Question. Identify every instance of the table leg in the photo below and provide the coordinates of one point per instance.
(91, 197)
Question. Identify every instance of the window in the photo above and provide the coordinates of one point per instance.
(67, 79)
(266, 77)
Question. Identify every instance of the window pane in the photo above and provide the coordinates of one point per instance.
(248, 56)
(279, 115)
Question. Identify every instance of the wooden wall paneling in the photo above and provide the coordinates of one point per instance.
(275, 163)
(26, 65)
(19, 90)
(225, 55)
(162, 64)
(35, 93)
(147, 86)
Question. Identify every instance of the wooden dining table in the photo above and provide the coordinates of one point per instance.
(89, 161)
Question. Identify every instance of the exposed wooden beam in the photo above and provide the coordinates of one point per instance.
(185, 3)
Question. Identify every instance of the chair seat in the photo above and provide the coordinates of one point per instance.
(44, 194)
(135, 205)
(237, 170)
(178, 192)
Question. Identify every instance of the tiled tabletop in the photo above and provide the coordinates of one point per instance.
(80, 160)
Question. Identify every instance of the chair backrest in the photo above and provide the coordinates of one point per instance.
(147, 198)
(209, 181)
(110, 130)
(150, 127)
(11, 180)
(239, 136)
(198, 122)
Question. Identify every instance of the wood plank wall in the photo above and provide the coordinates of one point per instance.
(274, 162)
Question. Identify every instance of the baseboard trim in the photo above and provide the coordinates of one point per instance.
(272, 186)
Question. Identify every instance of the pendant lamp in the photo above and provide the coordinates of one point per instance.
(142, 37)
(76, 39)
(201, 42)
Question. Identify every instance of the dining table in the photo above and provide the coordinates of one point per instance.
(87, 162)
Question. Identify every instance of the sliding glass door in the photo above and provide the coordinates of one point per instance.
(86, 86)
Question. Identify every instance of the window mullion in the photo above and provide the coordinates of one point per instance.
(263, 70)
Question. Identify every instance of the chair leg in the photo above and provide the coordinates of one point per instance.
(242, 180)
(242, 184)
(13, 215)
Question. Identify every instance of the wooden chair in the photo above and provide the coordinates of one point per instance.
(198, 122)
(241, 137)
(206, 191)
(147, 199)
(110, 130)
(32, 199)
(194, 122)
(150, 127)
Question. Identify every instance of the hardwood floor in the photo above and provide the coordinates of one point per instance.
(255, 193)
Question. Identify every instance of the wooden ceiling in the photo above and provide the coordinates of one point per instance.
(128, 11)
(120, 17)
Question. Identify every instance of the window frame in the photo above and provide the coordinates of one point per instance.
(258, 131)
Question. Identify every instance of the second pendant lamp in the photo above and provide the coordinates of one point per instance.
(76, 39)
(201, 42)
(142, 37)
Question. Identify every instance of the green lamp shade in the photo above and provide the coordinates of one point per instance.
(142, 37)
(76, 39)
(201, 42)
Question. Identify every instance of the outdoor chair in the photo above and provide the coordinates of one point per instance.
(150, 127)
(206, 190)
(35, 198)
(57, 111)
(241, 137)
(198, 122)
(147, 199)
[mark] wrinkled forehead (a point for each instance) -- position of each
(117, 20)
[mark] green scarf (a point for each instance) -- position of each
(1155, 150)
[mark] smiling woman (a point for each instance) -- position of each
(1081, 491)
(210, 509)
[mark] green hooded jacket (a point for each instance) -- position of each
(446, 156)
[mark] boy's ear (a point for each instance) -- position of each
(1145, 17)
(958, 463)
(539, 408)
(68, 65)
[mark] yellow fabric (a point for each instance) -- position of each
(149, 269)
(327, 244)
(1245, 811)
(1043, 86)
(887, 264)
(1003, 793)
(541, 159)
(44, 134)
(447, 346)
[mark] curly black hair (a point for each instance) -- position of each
##########
» **Exercise requirements**:
Output the whole listing exactly, leaving nothing out.

» **Solution to the exercise**:
Question. Identify every instance of the table leg in the photo below and provide the coordinates of one point per instance.
(91, 197)
Question. Identify every instance of the window in the photo above and provide the coordinates of one point per instance.
(67, 79)
(266, 77)
Question. Identify every instance of the window pane in the photo above and provide the coordinates of one point per instance.
(248, 56)
(279, 115)
Question. Identify every instance of the wooden wall paneling in the photo above and provide the coordinates of one point per instance.
(275, 163)
(26, 65)
(19, 90)
(225, 55)
(162, 64)
(35, 93)
(147, 86)
Question. Identify every instance of the wooden dining table in the photo above and provide the coordinates of one point per instance.
(89, 161)
Question. Identify every instance of the exposed wooden beam in the photo above and provide the coordinates of one point per instance.
(185, 3)
Question. Identify every instance of the chair seat in the photo above and provide the coordinates of one point per instance.
(44, 194)
(135, 205)
(237, 170)
(178, 192)
Question. Identify every instance of the tiled tabletop in the photo above and provide the coordinates of one point per instance.
(80, 160)
Question. Identify every instance of the chair backrest in the photo above and provide the coordinates of one point per instance.
(147, 198)
(209, 181)
(110, 130)
(150, 127)
(11, 180)
(239, 136)
(198, 122)
Question. Identify every instance of the wood plank wall in the photo above and provide the coordinates of one point per instance.
(274, 162)
Question. Identify every instance of the baseboard trim in the photo above and provide the coordinates of one point per instance.
(272, 186)
Question. Identify every instance of the pendant lamp in the photo above and provide the coordinates of one point per instance.
(142, 37)
(76, 39)
(201, 42)
Question. Identify every instance of the dining table in the photo above and provide the coordinates of one point per instance.
(87, 162)
Question. Identify every instance of the sliding glass door in the photo above and provide the coordinates of one point per instance.
(86, 86)
Question. Identify every instance of the window mullion in the photo above and provide the coordinates of one point per instance.
(263, 70)
Question. Identify every instance of the chair leg in the photo above and provide the coordinates of one point per instance.
(242, 180)
(242, 184)
(13, 215)
Question. Identify every instance of the wooden chair in the photo above and provide the coordinates of one point per instance.
(198, 122)
(241, 137)
(206, 191)
(147, 199)
(110, 130)
(32, 199)
(194, 122)
(150, 127)
Question. Identify every instance of the hardwood floor in the photo above and provide the coordinates of one point per instance.
(255, 193)
Question. Identify every instance of the wooden ceiling in the photo above and provide the coordinates of one point per instance.
(128, 11)
(120, 17)
Question. Identify every instance of the window frame in the photo above and provide the coordinates of one point per instance.
(258, 131)
Question. Identify every instance of the second pendant lamp in the photo above and provide the coordinates of one point per instance.
(76, 39)
(201, 42)
(142, 37)
Question. Identify every instance of the green lamp shade in the photo above and provide the coordinates of one point per instance.
(142, 37)
(76, 39)
(201, 42)
Question. Identify every instance of the outdoor chair in the photo above and provide the coordinates of one point per instance.
(150, 127)
(206, 190)
(35, 198)
(57, 111)
(241, 137)
(198, 122)
(147, 199)
[mark] wrinkled forehead (a point for each instance) -- position of each
(117, 20)
[mark] green scarf (a point for each instance) -- position of each
(1155, 150)
[mark] smiling woman (a point for each instance) -- position of each
(1081, 491)
(210, 509)
[mark] green hooded jacket (a point for each instance) -- position of each
(446, 156)
[mark] boy's ear (a point for each instance) -- position of each
(1145, 17)
(958, 463)
(539, 408)
(68, 65)
[mark] yellow fabric (a point for each instance) -- position of each
(149, 269)
(327, 244)
(1245, 811)
(1043, 86)
(887, 264)
(1003, 793)
(541, 159)
(44, 134)
(447, 346)
[mark] curly black hair (a point for each instance) -- position of each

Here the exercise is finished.